▸ Extracted material
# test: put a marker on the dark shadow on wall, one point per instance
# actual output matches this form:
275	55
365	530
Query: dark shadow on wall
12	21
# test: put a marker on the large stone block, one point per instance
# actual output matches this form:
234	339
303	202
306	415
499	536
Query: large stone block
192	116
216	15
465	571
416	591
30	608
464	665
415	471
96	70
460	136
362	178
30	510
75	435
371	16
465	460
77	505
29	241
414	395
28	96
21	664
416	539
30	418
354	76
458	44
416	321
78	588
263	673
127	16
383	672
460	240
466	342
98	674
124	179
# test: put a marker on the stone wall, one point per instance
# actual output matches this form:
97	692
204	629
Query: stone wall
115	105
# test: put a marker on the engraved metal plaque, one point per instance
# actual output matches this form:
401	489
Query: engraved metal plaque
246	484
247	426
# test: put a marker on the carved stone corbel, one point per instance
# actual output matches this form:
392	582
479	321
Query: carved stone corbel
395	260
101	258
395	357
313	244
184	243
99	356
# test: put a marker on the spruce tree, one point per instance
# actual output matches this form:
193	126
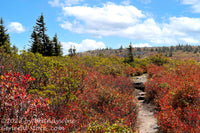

▸ Aim of the task
Shift the answer points in all the rows above by adding 93 to both coordinates of every point listed under a "Query:" line. Leave the sample points under "# actual output matches this form:" unchanged. Write out every line again, including the "# test" and "Query:" lines, but leave out the picture.

▸ Complete response
# test: put a marker on the dark shadow on wall, one point per instance
# actual output matches this form:
275	55
365	530
Query: dark shadow on wall
105	114
# test: put a marker on the large stone block, one point per instance
# actual output matches this form:
234	339
303	202
306	415
499	536
Query: large stone block
285	209
309	108
558	664
509	684
123	701
557	758
508	564
189	163
553	229
455	271
123	603
168	528
464	109
558	553
170	598
122	334
507	488
121	189
114	757
509	632
123	511
447	169
551	137
509	414
171	681
356	766
220	109
476	765
553	333
559	435
191	767
217	272
# test: put a marker on the stone wall, one point per instance
# actual output matches this form:
97	692
204	629
Query: stone wall
208	198
# test: put a marker on the engraved metal plaque, one point per instance
# actual output matches this form:
401	489
Query: engraved metal plaque
339	577
340	519
# test: put a marker on the carved stone corbel, one point per instance
# actual output matches this form:
392	582
479	321
Query: carved stone corbel
488	353
194	351
488	450
406	337
277	336
192	449
# test: put a marker on the spruce tree, one point per instance
# actual output matches this form:
193	126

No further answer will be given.